▶ [Atividades]
1. Transcreva fielmente o trecho da crônica que vai de "José Ronaldo dos" até "afugenta turistas etc.".
2. Na crônica, para onde segue o córrego que recebe o excedente das fossas improvisadas?
3. Dê continuidade à crônica sobre as casas no morro e o esgoto que chega ao mar, começando logo após o último trecho apresentado.
━━━━━ Texto da página ━━━━━
Pitacos do Zé


Navalha e Pindoba

José Ronaldo dos Santos
Conforme já escreveu alguém, “as pessoas deixam de sonhar com a superação das dificuldades, passando a sobreviver com elas”. Eu acrescento algo mais grave: sobreviver com as dificuldades é torná-las piores ou propiciar que outras germinem. Tem dificuldades e dificuldades. Veja um impasse exemplar:

No morro perto da minha casa foi construído uma “casa”, depois outra e mais outras. Com fossas improvisadas, o excedente cai num córrego que segue para o rio e que deságua no mar. O mar e as praias, tal como uma comunidade perfeita, repartem tudo. Assim,  as  dificuldades - que não eram poucas! - ganham outras dimensões, avolumam-se, causam doenças, destroem vidas na natureza, geram transtornos sociais, afugenta turistas etc.
━━━━━ Dados selecionados ━━━━━
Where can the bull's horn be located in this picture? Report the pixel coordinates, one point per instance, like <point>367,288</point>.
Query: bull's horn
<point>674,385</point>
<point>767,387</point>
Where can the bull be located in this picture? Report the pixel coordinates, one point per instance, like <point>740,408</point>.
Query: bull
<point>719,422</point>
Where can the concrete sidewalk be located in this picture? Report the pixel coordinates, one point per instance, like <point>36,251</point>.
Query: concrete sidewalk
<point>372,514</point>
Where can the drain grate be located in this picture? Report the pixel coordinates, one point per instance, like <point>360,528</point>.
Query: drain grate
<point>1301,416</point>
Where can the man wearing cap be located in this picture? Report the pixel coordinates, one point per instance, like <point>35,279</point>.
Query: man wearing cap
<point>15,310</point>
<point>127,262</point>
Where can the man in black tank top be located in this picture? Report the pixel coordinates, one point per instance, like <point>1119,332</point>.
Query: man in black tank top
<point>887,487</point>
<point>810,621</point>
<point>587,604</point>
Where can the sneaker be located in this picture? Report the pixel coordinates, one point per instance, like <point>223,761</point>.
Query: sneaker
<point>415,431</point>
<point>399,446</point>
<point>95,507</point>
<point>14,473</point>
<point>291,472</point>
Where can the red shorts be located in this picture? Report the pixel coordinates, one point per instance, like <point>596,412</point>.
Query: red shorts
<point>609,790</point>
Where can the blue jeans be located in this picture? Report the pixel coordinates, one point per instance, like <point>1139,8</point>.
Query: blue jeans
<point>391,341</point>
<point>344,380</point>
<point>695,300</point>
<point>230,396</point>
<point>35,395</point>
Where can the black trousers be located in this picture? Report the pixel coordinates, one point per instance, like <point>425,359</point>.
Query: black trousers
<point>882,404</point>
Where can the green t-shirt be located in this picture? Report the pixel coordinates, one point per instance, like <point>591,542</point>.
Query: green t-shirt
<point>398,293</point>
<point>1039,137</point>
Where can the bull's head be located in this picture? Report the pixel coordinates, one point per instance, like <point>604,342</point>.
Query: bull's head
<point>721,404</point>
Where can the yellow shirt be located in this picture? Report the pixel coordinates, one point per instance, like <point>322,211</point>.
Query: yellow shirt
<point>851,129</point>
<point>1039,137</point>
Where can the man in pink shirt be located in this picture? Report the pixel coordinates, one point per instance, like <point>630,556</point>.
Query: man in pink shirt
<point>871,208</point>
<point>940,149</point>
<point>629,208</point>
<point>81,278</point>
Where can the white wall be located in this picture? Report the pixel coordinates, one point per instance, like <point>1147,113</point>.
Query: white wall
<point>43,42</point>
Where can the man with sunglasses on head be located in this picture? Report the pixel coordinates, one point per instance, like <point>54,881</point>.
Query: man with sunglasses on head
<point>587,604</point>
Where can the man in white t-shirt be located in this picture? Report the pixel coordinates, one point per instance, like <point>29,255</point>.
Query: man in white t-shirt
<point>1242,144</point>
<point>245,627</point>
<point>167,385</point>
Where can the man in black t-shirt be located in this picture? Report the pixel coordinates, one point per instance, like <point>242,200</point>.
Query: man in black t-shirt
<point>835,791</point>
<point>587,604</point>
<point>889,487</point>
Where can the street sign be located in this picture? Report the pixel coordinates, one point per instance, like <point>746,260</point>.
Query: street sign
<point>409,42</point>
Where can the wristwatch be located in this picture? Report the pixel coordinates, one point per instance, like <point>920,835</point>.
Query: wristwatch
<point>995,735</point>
━━━━━
▶ [Respostas]
1.
José Ronaldo dos Santos
Conforme já escreveu alguém, “as pessoas deixam de sonhar com a superação das dificuldades, passando a sobreviver com elas”. Eu acrescento algo mais grave: sobreviver com as dificuldades é torná-las piores ou propiciar que outras germinem. Tem dificuldades e dificuldades. Veja um impasse exemplar:

No morro perto da minha casa foi construído uma “casa”, depois outra e mais outras. Com fossas improvisadas, o excedente cai num córrego que segue para o rio e que deságua no mar. O mar e as praias, tal como uma comunidade perfeita, repartem tudo. Assim,  as  dificuldades - que não eram poucas! - ganham outras dimensões, avolumam-se, causam doenças, destroem vidas na natureza, geram transtornos sociais, afugenta turistas etc.

2. Segue para o rio, que deságua no mar.

3.
No litoral, sobretudo em Ubatuba, eu acompanho as transformações e as devastações, sobretudo a partir do advento do turismo, da ocupação desordenada e da migração intensa. Se por um lado fomos colocados na modernidade ditada pelo capitalismo, por outro pagamos um preço alto por isso. Dizia o velho Arcelino, da Praia do Perequê-mirim: “Lucro e destruição são os dois lados de uma mesma moeda”. Assim, eu sinto que passa da hora de agirmos para voltar a equilibrar o nosso espaço. Só assim vamos diminuindo a nossa dívida para com as futuras gerações.

Por esses dias, percorrendo um dos nossos caminhos de servidão, entre as praias do Puruba e da Justa, também conhecido como Trilha do Telégrafo, novamente voltei a pensar numa alternativa para preservar e democratizar a riqueza ambiental e cultural desse espaço caiçara em Ubatuba. Afinal, todo esse percurso poderia ser tombado como uma das nossas reservas nativas. Para homenagear os saudosos patriarcas do local, eu até teria a sugestão de nome: Reserva Caiçara “Tio Durval e tia Belinha”. Quantos roçados foi a garantia de suas vidas nesse lugar?! Hoje, uma característica marcante na maior parte desse caminho é a presença de capim navalha e de coco pindoba.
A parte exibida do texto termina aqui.